__Tarea asignada__
Según el pasaje, ¿en qué lugar aguarda Zurro antes de salir al encuentro de su ex patrón?

__Pasaje__
»»

No le quedó otro remedio que regresar. Necesitaba el dinero, por su madre y por él mismo. Suplicaría, si fuese necesario. Lunes, 18 de junio de 1900, tres de la tarde. Zurro aguarda en la cantina de Polonia Muñoz, frente a la casa de su ex patrón. Llevaba bebiendo desde las dos y media. Conocedor de las costumbres de éste, aguarda hasta casi las tres.
Cuando lo ve salir del portal, sale a su encuentro. El Paseo de Zorrilla está casi desierto a esa hora. A la altura de la Academia de Caballería, muy cerca del Colegio de Niñas Huérfanas, sólo tres personas reparan en la escena: una niña de diez años y una joven que acompaña a su madre.
Zurro sale al paso del cerrajero. Éste, visiblemente molesto, ni siquiera relaja el paso para saludarle. Pero el muchacho le frena. Le explica su situación, le suplica trabajo, le promete diligencia, fidelidad, un servicio ejemplar. Desea, necesita, volver a trabajar en su cerrajería de la calle Curtidores.

««

__Ítems extraídos__
»»

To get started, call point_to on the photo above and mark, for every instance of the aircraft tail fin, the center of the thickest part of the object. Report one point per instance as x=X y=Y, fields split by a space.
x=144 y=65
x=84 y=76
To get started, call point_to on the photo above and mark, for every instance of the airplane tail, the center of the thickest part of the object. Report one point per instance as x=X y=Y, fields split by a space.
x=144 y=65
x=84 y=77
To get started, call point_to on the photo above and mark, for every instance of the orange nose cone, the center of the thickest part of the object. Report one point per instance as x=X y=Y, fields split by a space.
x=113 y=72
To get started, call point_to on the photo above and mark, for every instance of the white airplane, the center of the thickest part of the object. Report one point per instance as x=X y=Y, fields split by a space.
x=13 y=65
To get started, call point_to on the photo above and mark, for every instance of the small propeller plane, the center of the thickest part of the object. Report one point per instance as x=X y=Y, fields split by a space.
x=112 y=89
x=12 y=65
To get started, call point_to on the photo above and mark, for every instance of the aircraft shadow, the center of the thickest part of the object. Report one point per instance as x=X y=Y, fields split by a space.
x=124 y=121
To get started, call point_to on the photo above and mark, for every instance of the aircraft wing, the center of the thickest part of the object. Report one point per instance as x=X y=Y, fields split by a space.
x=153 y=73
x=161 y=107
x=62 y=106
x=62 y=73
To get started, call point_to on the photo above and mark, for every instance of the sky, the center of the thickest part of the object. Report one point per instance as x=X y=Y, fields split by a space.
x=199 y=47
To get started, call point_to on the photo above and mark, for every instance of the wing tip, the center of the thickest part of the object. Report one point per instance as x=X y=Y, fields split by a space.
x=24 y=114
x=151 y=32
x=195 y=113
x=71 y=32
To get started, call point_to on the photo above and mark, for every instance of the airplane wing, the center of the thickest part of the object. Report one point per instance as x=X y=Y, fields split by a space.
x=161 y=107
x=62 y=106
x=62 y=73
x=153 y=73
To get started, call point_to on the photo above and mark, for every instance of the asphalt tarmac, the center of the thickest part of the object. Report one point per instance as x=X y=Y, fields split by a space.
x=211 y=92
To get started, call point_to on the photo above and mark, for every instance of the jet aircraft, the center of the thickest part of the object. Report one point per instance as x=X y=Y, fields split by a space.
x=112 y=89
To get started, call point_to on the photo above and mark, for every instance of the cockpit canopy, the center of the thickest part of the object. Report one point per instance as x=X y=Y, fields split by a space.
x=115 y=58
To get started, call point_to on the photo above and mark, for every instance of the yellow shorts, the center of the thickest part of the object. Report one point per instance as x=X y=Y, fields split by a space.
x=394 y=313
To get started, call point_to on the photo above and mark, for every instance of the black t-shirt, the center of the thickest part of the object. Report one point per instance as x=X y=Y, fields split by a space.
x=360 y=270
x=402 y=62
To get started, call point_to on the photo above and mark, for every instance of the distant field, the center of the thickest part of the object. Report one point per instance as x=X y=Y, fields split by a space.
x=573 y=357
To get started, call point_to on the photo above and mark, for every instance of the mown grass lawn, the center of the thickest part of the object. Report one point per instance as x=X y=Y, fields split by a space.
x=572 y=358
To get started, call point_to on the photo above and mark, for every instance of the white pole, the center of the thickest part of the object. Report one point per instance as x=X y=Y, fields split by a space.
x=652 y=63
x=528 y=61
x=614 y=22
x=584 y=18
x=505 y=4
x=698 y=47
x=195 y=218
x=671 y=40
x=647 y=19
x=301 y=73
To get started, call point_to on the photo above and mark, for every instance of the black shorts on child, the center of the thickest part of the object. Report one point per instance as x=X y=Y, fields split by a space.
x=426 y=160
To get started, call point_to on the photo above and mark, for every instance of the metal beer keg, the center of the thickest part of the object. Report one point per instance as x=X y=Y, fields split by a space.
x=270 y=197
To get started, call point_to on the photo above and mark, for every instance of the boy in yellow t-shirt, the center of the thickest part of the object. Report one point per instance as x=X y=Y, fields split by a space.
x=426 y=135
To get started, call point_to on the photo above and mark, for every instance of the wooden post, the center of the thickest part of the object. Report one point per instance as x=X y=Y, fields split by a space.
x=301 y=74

««

__Solución propuesta__
En la cantina de Polonia Muñoz, frente a la casa de su ex patrón.